● Exercício proposto
Responda com base no texto sobre os imigrantes libaneses no Brasil:
(a) O que significa "habib" em árabe?
(b) Por que os imigrantes libaneses viajavam com passaporte turco?
(c) Quantas pessoas formam a comunidade libanesa no Brasil e quantas vivem no Líbano?
─── Bloco de texto
Habib

Fatuch. Salada de legumes frescos, hortelã e pão sírio torrado. Foto: Alex Silva/AE
O habib (querido, em árabe) gosta do Brasil. Gosta tanto que se apossou de bairros inteiros em São Paulo. Habibs também gostam de fazer negócio. Está no sangue, faz parte da cultura ancestral de entreposto mundial de especiarias, tecidos e artesanato.
O Líbano foi o grande mercado a céu aberto do mundo antigo, e o libanês se orgulha disso. Os primeiros imigrantes chegaram ao Brasil há 130 anos - a data começa a ser comemorada amanhã em São Paulo. Muitos deles vieram para cá no século 19, fugindo da pobreza. À época, o país ainda estava sob o comando do império turco-otomano e, por isso, os imigrantes viajavam com passaporte turco, "o passaporte do inimigo". Vem daí o fato de eles, ainda hoje, serem chamados de turcos. Aqui os libaneses se estabeleceram, apesar da barreira da língua, atuando principalmente no comércio.
E, mesmo depois da onda imigratória, o libanês continua chegando ao Brasil, a ponto de a comunidade libanesa (considerando-se os imigrantes e seus descendentes) superar a população no Líbano: chegam a quase 7 milhões, enquanto no país de origem são pouco mais de 4 milhões. As crises políticas sucessivas no Oriente justificam a partida ininterrupta. Mas o que liga, tão fortemente, os dois países?
──────
─── Linhas do conjunto
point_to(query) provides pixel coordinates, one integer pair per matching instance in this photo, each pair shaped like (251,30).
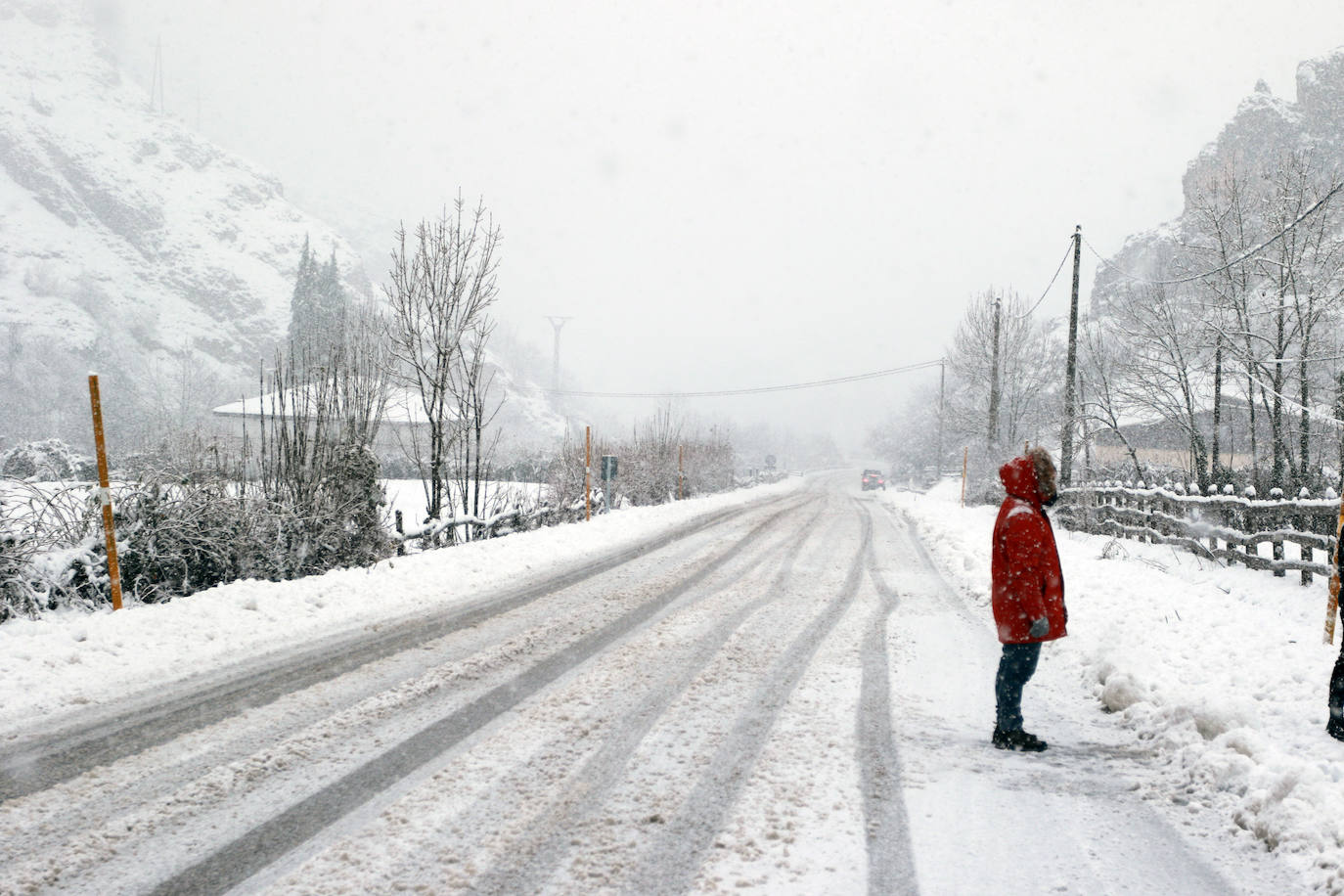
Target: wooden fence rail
(1224,527)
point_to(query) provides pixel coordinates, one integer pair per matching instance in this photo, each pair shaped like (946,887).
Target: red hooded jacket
(1024,568)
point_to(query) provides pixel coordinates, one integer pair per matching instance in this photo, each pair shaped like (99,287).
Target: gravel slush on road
(785,692)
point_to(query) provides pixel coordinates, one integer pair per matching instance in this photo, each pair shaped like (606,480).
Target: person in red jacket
(1027,589)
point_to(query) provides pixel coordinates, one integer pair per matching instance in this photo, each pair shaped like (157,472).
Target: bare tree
(1030,368)
(1100,373)
(1163,359)
(439,289)
(476,409)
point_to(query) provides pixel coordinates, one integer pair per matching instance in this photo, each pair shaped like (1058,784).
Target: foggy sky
(730,194)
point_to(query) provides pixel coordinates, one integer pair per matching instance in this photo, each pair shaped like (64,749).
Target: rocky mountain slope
(128,244)
(1262,130)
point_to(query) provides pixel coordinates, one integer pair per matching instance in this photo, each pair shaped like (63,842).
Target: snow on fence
(1296,533)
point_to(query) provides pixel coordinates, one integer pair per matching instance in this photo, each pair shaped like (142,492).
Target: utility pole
(992,437)
(1218,400)
(558,323)
(942,381)
(1066,439)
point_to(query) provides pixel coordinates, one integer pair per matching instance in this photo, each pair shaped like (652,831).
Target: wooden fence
(1258,533)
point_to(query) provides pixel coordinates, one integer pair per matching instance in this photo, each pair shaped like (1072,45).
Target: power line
(1062,261)
(758,389)
(1240,258)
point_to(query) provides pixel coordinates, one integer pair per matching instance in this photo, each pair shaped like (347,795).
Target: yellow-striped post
(1332,604)
(109,531)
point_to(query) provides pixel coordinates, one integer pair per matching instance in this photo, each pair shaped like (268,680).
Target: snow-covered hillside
(125,238)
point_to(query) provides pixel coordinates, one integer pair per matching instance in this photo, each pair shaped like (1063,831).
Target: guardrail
(1219,527)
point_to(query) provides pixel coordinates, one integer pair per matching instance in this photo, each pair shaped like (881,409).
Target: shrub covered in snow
(46,461)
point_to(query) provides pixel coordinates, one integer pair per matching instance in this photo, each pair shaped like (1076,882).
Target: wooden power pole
(1066,439)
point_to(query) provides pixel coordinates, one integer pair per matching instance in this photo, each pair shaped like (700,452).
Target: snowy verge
(67,662)
(1219,670)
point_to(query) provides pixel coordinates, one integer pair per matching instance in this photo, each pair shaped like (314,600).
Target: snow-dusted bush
(46,461)
(656,464)
(47,550)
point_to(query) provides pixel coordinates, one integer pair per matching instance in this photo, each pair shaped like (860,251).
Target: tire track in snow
(536,859)
(674,857)
(891,868)
(269,841)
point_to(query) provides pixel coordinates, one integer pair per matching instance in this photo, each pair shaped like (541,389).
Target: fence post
(1278,520)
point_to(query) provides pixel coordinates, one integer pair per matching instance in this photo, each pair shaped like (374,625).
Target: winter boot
(1017,740)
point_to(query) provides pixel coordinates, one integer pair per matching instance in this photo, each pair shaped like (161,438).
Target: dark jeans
(1015,670)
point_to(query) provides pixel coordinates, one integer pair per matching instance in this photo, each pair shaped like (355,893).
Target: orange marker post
(104,495)
(680,471)
(1332,604)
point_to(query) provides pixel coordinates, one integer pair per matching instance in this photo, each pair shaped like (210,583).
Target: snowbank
(71,659)
(1219,670)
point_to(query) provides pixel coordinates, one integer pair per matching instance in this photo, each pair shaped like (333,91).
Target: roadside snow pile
(1221,672)
(74,658)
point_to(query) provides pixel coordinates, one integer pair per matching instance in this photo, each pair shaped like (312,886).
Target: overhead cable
(758,389)
(1062,261)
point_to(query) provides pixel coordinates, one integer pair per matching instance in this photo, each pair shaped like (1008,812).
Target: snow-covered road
(783,694)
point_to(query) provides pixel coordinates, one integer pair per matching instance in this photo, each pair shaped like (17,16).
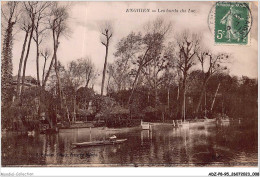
──────
● Exercício resolvido
(a) Significa "querido".
(b) Porque, à época, o Líbano ainda estava sob o comando do império turco-otomano.
(c) A comunidade libanesa no Brasil chega a quase 7 milhões de pessoas, contando imigrantes e descendentes. No Líbano vivem pouco mais de 4 milhões.